• Written problem
Copy the records below, from the line containing "the player's arm" through the last line; leave out pictures.

*****

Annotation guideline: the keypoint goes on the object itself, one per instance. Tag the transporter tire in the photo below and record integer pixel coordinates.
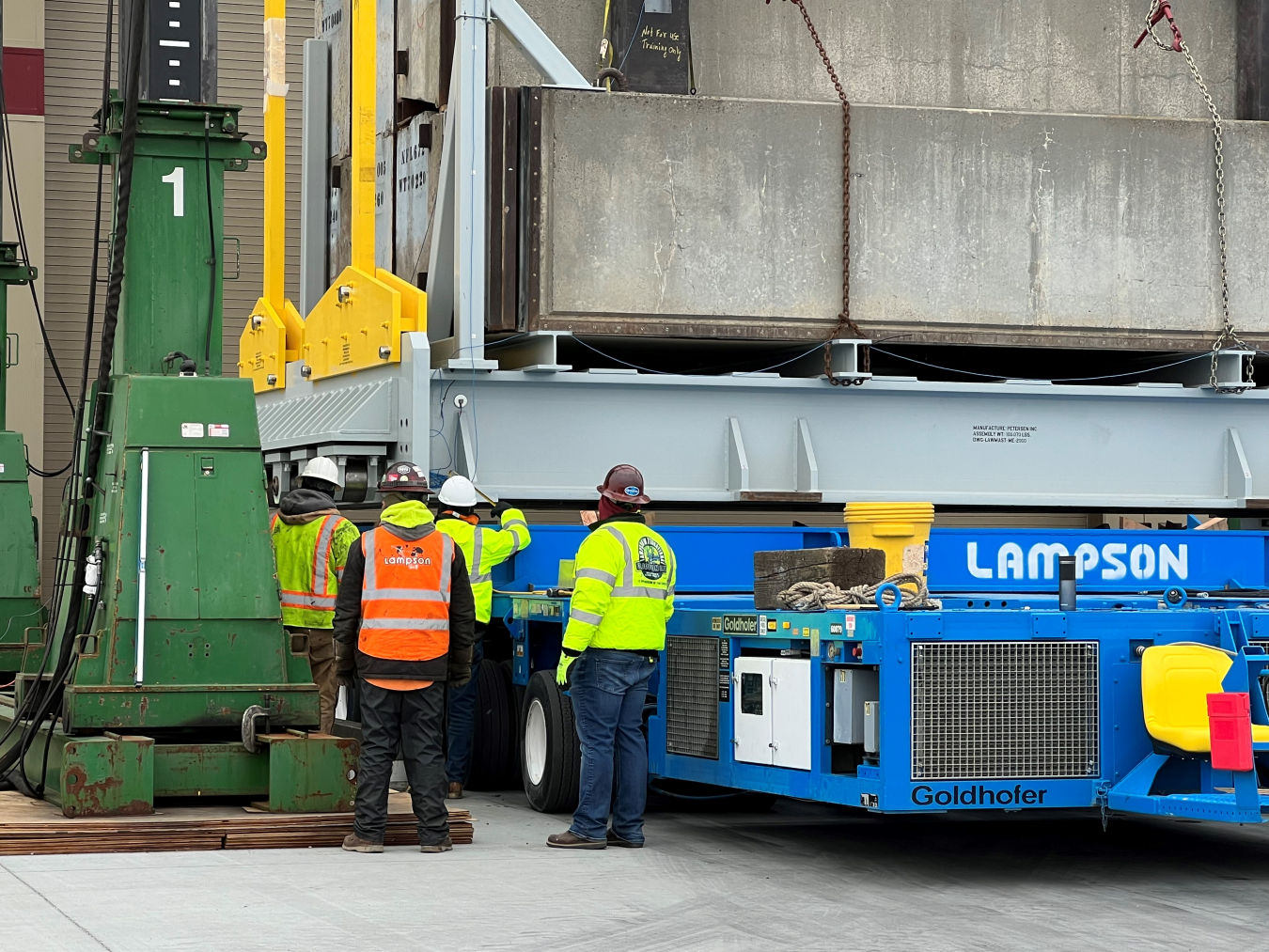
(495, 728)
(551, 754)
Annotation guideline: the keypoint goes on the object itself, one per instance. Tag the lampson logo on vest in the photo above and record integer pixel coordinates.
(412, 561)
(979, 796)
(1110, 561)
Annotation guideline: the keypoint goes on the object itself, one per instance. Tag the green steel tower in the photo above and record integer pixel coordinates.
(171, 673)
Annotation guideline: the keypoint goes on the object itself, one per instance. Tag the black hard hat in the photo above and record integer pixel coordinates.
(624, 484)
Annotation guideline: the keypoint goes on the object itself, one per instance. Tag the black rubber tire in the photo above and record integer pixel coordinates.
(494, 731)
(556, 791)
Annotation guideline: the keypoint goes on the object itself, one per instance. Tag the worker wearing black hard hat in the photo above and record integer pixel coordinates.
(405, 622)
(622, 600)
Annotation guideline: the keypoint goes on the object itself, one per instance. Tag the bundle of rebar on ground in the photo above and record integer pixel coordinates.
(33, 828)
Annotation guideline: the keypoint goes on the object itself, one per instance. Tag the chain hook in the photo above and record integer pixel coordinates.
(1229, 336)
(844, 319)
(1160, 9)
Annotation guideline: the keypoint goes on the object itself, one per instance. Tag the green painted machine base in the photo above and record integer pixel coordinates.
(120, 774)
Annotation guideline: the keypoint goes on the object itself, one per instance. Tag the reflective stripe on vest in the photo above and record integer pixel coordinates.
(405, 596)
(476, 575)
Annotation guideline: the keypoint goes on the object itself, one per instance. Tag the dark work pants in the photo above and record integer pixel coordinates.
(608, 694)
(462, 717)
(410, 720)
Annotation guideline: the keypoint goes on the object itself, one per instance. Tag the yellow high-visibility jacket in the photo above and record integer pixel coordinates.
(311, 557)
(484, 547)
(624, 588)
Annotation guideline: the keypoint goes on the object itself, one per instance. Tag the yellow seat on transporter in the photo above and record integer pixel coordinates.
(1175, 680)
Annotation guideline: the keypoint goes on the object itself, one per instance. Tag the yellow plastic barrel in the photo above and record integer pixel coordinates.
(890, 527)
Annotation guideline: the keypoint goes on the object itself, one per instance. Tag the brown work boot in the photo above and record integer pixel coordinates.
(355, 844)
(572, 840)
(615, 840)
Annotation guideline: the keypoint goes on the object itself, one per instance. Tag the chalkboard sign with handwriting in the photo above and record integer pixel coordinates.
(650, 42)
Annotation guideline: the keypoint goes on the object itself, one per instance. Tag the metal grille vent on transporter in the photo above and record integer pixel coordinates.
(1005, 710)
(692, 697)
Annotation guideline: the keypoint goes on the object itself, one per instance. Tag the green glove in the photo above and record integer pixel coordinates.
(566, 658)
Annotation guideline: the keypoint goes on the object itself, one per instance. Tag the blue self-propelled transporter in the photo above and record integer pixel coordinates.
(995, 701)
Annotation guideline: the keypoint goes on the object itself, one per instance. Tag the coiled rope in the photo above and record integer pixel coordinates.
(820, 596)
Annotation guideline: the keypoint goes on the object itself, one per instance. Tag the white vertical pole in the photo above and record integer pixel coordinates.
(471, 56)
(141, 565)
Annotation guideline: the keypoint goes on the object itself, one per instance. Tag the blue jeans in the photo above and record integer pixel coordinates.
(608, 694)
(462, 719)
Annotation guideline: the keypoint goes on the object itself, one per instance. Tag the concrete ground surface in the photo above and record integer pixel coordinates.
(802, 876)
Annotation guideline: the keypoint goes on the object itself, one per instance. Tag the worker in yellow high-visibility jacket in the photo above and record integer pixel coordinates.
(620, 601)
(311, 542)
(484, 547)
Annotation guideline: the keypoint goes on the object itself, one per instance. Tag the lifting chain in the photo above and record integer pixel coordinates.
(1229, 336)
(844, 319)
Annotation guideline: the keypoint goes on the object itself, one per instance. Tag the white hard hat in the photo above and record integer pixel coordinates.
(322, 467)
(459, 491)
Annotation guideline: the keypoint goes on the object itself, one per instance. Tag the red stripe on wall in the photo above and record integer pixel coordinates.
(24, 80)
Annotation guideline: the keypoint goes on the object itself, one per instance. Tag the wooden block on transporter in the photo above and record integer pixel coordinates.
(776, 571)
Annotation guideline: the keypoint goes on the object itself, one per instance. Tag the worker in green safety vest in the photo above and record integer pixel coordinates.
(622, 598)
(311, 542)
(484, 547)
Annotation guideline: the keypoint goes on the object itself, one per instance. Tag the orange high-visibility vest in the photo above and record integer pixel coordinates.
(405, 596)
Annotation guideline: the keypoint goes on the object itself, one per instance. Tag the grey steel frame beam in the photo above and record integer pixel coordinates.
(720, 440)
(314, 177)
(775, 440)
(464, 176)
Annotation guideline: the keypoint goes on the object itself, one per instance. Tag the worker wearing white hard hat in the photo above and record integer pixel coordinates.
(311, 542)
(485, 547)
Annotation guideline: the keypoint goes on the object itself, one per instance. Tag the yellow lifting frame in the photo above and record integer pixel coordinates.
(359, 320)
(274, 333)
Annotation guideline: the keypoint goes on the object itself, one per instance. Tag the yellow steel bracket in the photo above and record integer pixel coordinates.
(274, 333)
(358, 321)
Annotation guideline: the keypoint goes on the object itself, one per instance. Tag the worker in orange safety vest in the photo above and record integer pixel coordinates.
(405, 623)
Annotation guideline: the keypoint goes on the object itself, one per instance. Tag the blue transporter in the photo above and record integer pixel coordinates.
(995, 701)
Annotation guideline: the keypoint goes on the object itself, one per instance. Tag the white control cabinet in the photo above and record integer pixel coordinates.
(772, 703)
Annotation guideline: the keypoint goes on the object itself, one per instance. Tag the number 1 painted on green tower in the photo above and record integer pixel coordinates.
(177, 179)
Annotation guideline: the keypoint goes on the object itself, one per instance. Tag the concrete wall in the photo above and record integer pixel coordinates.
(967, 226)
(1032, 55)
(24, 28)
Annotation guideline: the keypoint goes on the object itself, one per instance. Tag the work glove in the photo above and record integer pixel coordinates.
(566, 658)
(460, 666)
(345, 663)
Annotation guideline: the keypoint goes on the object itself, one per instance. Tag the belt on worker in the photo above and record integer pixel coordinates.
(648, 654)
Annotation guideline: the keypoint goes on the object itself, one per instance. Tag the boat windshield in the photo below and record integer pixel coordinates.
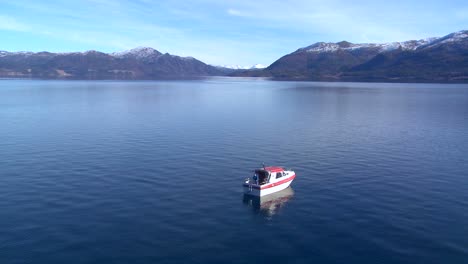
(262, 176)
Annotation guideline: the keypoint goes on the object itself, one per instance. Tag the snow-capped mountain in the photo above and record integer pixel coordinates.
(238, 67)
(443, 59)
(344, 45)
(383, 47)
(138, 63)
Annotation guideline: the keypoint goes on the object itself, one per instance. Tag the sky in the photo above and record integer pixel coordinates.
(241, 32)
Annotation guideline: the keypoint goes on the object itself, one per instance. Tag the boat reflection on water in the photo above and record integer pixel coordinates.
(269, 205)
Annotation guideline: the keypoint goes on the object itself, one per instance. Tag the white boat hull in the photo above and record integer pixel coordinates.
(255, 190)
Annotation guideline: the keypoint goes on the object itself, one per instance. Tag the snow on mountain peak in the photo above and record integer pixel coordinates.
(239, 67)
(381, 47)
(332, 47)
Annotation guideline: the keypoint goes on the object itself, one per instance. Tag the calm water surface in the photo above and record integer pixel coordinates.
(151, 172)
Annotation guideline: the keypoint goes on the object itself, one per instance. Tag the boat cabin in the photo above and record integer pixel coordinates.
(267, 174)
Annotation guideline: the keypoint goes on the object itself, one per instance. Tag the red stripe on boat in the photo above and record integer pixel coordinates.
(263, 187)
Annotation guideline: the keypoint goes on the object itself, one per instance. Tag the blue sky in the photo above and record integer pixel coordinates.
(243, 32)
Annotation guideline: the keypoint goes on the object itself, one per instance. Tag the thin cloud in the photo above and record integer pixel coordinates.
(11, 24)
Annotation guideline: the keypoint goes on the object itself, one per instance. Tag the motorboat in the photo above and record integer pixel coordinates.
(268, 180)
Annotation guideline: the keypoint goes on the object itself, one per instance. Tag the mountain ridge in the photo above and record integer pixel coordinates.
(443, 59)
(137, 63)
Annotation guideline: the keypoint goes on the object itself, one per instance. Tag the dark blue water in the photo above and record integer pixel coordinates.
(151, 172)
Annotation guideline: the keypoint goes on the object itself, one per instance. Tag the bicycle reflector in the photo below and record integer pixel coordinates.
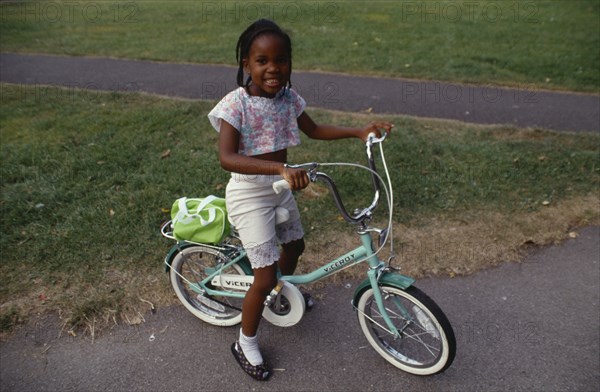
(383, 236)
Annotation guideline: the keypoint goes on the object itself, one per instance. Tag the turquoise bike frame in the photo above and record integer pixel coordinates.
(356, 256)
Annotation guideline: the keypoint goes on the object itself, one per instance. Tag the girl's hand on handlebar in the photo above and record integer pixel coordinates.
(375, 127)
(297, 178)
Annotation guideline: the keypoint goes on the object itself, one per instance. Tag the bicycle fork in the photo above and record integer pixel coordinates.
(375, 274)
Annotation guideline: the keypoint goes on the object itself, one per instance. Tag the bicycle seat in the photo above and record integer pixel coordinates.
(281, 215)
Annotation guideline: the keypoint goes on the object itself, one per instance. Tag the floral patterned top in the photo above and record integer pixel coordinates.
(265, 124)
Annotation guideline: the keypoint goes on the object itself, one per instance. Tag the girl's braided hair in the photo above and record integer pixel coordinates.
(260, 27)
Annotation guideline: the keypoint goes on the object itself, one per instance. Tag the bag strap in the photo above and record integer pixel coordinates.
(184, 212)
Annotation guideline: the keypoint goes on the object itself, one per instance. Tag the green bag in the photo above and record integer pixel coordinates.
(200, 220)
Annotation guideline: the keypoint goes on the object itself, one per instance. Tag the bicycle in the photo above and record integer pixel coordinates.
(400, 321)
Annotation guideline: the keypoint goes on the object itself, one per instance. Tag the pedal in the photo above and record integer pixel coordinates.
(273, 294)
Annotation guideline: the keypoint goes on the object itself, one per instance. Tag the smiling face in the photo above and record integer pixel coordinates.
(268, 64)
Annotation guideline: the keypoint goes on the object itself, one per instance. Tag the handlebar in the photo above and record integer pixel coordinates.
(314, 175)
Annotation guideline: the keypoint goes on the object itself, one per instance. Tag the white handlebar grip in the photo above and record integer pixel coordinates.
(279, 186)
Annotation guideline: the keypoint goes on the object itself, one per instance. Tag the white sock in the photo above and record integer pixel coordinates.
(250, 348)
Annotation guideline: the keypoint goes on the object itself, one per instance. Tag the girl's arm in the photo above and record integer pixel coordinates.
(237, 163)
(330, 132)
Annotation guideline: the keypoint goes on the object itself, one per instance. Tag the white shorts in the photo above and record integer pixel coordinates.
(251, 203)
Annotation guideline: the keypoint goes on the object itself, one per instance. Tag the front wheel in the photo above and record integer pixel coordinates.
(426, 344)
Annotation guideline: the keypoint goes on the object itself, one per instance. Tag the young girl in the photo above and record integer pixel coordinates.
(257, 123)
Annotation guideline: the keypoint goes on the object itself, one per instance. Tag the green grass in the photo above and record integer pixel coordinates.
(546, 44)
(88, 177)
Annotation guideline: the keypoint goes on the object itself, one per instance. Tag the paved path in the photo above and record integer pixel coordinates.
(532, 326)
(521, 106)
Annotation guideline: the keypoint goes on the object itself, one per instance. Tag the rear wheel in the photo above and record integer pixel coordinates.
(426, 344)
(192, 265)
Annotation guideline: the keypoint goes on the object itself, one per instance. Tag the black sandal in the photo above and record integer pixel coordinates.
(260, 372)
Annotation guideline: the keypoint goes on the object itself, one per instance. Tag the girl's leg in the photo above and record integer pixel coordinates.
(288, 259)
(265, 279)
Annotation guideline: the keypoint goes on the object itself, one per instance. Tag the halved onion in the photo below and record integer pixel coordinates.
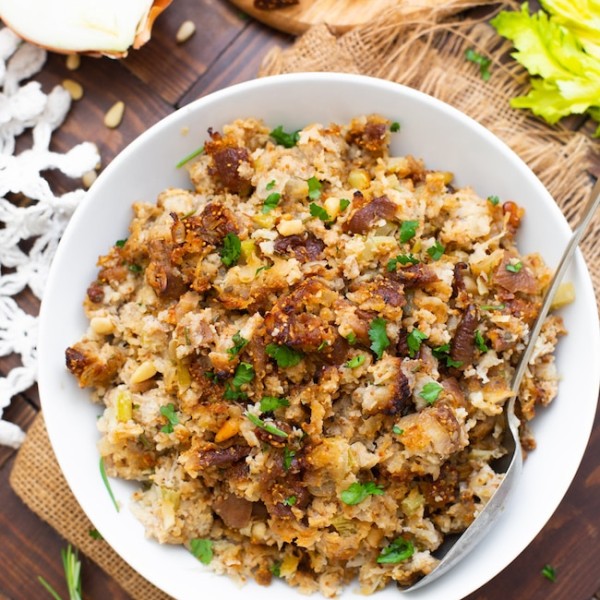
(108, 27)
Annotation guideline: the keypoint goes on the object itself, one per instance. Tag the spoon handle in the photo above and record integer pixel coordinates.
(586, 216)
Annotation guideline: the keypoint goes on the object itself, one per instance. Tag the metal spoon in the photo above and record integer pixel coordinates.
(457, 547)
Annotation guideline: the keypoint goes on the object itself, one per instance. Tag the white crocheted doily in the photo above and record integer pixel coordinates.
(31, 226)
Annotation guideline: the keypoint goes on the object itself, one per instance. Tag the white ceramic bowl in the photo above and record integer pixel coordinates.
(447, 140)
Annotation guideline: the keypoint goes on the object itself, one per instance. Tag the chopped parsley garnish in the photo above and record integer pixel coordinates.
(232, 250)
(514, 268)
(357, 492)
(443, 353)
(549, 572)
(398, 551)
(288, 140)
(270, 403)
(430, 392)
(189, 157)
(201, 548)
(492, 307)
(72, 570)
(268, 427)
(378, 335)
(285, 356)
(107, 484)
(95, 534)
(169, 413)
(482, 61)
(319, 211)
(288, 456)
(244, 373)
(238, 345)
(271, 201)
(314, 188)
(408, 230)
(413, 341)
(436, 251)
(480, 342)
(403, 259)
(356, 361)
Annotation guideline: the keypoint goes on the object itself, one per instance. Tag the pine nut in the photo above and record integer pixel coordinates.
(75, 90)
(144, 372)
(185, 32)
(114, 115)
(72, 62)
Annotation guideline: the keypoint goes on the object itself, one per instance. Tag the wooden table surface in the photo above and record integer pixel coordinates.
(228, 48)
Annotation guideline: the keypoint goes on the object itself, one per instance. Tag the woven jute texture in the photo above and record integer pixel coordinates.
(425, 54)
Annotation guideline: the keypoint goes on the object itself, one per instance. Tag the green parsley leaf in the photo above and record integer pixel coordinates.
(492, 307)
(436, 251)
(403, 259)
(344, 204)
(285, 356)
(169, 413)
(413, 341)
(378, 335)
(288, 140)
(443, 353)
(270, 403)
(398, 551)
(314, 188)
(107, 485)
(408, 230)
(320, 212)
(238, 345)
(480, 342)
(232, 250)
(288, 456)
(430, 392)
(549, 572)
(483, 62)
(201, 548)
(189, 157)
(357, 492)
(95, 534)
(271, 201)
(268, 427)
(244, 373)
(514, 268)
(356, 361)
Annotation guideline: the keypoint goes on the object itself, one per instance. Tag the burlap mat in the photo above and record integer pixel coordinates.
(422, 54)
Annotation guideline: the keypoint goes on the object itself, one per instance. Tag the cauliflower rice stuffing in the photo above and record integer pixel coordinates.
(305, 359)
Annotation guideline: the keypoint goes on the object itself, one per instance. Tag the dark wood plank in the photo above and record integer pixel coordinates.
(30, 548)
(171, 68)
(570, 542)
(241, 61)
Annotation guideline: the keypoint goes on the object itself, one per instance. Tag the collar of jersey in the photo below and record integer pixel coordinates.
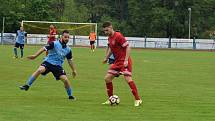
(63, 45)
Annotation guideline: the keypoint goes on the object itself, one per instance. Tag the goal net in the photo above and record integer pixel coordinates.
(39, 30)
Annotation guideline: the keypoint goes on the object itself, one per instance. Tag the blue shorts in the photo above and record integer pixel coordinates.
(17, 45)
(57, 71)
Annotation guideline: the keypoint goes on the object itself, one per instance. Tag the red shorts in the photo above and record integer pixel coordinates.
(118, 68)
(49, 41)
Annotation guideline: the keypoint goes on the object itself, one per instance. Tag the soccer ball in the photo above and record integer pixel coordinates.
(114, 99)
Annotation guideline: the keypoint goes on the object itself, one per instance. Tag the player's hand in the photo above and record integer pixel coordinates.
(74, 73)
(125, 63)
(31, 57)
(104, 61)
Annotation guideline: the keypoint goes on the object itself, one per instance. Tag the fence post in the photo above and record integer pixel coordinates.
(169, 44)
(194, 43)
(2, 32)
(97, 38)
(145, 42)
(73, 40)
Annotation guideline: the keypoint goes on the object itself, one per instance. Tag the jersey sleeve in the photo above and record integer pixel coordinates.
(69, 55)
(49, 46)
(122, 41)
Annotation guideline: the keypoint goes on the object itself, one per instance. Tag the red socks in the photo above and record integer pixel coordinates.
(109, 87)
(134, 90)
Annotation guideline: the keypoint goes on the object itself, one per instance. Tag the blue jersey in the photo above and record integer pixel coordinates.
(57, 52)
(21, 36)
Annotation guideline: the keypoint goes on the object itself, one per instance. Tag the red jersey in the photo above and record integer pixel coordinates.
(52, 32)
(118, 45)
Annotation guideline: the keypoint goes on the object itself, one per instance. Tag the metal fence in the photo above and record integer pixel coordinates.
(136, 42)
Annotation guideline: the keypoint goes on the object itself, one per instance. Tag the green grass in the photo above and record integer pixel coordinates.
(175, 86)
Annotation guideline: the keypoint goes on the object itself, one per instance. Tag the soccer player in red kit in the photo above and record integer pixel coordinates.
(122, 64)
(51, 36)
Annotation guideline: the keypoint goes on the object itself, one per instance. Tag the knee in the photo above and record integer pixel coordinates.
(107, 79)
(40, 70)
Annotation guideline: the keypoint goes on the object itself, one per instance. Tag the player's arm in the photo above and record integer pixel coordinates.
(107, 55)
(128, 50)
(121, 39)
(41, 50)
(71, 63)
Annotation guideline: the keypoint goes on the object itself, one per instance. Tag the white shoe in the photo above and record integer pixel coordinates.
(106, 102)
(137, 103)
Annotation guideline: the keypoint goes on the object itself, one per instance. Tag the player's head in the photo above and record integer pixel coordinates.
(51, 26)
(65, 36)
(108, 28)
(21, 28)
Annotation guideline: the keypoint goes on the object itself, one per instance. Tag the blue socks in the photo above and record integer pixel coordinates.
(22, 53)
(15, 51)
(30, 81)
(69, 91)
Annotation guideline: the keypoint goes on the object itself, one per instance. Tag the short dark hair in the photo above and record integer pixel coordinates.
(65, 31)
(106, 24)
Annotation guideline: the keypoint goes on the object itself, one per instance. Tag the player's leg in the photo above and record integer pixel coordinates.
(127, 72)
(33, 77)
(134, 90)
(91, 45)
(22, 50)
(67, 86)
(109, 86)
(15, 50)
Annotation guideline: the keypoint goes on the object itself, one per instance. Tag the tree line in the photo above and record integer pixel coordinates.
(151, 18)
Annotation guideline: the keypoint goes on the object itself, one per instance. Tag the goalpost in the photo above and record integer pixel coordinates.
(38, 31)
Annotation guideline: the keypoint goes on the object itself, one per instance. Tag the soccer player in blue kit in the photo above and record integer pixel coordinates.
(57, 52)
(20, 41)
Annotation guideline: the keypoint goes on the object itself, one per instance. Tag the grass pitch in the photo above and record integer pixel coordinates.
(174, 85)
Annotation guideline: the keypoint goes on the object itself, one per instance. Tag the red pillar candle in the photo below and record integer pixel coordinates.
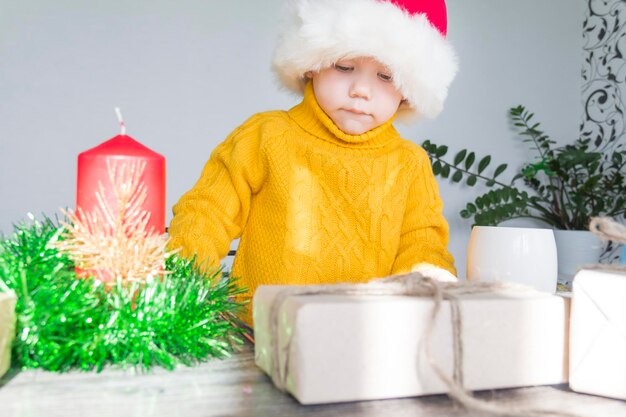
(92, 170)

*****

• Output for this exercise
Annotation guideline: the keypoint goes on the object itself, one per instance. Tag the player's arm in the photo above and record integer pixel coordinates.
(107, 55)
(128, 50)
(121, 39)
(41, 50)
(71, 63)
Annotation guideline: the keypoint goes on the object itself, one per instance. Tag the white shoe in the photo above and record integer pixel coordinates.
(106, 102)
(137, 103)
Annotation guideline: the keypoint goes on the object itself, one per instance. Tag the player's head in the photo above and record integer pixel coordinates.
(51, 26)
(65, 36)
(108, 28)
(21, 28)
Annotation guideline: the keypoint goes on the object itself, one per instance. Tag the blue socks in the photo above and record integer pixel coordinates.
(22, 53)
(15, 51)
(30, 81)
(69, 91)
Annotation guideline: the keypoint goes on the object itself, one per instance. Tag the short dark hair in the photo above and record integer pixel coordinates.
(65, 31)
(106, 24)
Annotation guideline: the keypoint goes on the object itself, one per instance. Tag the player's leg in the photo above and record integer pixel coordinates.
(127, 72)
(33, 77)
(134, 90)
(91, 45)
(22, 50)
(67, 86)
(109, 86)
(15, 50)
Annotation guideline: the keypoint goes on the object itself, one per instance. Tag the tree line in the photo above and record integer pixel coordinates.
(151, 18)
Annotation guideline: the keypoint goes on the object itself, one per instance. Tag the goalpost in the photo above and record integer pixel coordinates.
(38, 31)
Annotation guideline: the keypoint goes on the object itself, one per instance. Tag the soccer player in blue kit in the photo above and record integer pixel coordinates.
(57, 52)
(20, 41)
Annotation guideline: the keypoint goes on the object itself, one per instance. Tag the grass pitch in the photo above and record integer pixel coordinates.
(174, 85)
Annotation guideline: the keypoint goes on the object itself, one per instance. Tag the red pillar candle in the photo below and record integer pixel coordinates.
(92, 170)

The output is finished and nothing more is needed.